● **Excerpted data**
/---
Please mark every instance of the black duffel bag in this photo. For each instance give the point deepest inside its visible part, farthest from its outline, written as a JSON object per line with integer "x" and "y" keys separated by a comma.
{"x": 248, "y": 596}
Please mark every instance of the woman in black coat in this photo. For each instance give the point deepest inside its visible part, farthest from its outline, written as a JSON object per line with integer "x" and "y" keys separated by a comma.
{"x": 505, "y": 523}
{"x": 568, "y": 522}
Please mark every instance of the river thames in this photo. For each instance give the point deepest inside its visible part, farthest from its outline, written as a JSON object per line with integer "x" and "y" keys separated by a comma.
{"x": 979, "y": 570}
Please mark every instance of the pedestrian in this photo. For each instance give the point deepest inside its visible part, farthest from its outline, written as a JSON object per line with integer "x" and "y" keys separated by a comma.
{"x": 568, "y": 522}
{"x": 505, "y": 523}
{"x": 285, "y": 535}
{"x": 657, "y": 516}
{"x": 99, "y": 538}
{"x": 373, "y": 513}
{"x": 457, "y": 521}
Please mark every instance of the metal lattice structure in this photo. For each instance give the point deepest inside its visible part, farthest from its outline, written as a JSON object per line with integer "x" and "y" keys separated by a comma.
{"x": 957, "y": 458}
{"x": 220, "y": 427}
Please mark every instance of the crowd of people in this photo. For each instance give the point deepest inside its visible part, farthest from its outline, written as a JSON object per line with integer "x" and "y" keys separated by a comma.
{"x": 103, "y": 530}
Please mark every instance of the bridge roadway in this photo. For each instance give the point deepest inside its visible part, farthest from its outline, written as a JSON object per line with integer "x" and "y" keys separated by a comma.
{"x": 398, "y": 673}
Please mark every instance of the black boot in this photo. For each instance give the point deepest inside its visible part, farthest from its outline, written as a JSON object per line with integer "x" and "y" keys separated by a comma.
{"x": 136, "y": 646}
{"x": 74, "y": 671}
\---
● **Task goal**
Copy out word for word every line from the one containing "Please mark every instance of the metal" through the end of the records.

● **Completed exercise**
Please mark every instance of the metal lattice structure in this photo. For each instance give the point deepest inside its visible part, farthest from its outline, written as a JSON object per line with integer "x" and "y" keys separated by a comma.
{"x": 957, "y": 458}
{"x": 220, "y": 427}
Please mark every instance of the crowd of people in this photo. For each instance give the point deepest inside its visible part, farthest from its outline, written as a JSON object per line with integer "x" and "y" keys separated by a comma.
{"x": 103, "y": 530}
Please mark every instance of the bridge roadway in this photo. For each instance give the point deepest inside its visible part, farthest from its outline, written as a JSON object per line with integer "x" and "y" keys separated by a comma.
{"x": 398, "y": 673}
Please mark every instance of the black boot in this photo. For each instance give the point deepest inside its visible part, farthest from its outline, written as a JSON object per line with integer "x" and "y" keys separated by a comma.
{"x": 136, "y": 646}
{"x": 74, "y": 671}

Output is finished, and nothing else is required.